Task objective
A faithful transcription of all the data is required.
- - - -
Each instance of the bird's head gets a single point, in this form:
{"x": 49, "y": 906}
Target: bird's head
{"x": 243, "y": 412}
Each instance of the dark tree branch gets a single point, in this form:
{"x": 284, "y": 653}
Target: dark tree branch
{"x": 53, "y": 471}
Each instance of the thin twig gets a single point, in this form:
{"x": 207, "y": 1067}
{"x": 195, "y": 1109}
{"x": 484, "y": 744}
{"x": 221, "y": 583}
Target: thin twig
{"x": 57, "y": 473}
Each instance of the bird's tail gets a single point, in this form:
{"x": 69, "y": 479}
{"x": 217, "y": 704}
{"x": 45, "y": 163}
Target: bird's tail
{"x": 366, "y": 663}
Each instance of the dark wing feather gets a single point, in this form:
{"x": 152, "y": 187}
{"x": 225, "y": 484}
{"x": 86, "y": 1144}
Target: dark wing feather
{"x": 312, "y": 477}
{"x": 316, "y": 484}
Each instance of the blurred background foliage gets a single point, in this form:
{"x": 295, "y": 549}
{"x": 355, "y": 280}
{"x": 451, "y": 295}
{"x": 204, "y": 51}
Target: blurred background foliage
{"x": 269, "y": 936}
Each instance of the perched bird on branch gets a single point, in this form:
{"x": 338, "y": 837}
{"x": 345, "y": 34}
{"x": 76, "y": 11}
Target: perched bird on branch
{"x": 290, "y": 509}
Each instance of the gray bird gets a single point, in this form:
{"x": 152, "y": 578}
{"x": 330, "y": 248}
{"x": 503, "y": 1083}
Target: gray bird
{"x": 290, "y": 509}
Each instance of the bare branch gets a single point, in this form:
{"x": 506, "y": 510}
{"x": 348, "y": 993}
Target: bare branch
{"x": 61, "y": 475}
- - - -
Task result
Each instance of the bird's head gets a single point, in this form:
{"x": 49, "y": 906}
Target: bird's head
{"x": 243, "y": 412}
Each instance of the dark tree branch gets a single point, in this form:
{"x": 284, "y": 653}
Target: dark tree branch
{"x": 53, "y": 471}
Each instance of the thin twig gets a single point, in this form:
{"x": 207, "y": 1067}
{"x": 195, "y": 1109}
{"x": 484, "y": 744}
{"x": 221, "y": 583}
Target: thin twig
{"x": 57, "y": 473}
Each instance of the bird's tail gets a single point, in this form:
{"x": 69, "y": 479}
{"x": 217, "y": 704}
{"x": 45, "y": 163}
Target: bird's tail
{"x": 366, "y": 663}
Each instance of the dark wing feather gets a single point, in this form:
{"x": 152, "y": 187}
{"x": 225, "y": 484}
{"x": 86, "y": 1144}
Target: dark wing feather
{"x": 312, "y": 477}
{"x": 316, "y": 484}
Each instance of the blurred background foliage gets a single point, in this form:
{"x": 295, "y": 549}
{"x": 355, "y": 280}
{"x": 451, "y": 295}
{"x": 204, "y": 51}
Target: blurred background foliage
{"x": 269, "y": 936}
Each instance of the perched bird on branch gets a single point, in this form:
{"x": 338, "y": 837}
{"x": 345, "y": 34}
{"x": 76, "y": 11}
Target: perched bird on branch
{"x": 290, "y": 509}
Each instance of the gray bird gets a single point, in this form:
{"x": 152, "y": 578}
{"x": 330, "y": 248}
{"x": 503, "y": 1083}
Target: gray bird
{"x": 290, "y": 509}
Each instance of the bare branch gets a single point, in this form:
{"x": 506, "y": 510}
{"x": 348, "y": 993}
Target: bare branch
{"x": 61, "y": 475}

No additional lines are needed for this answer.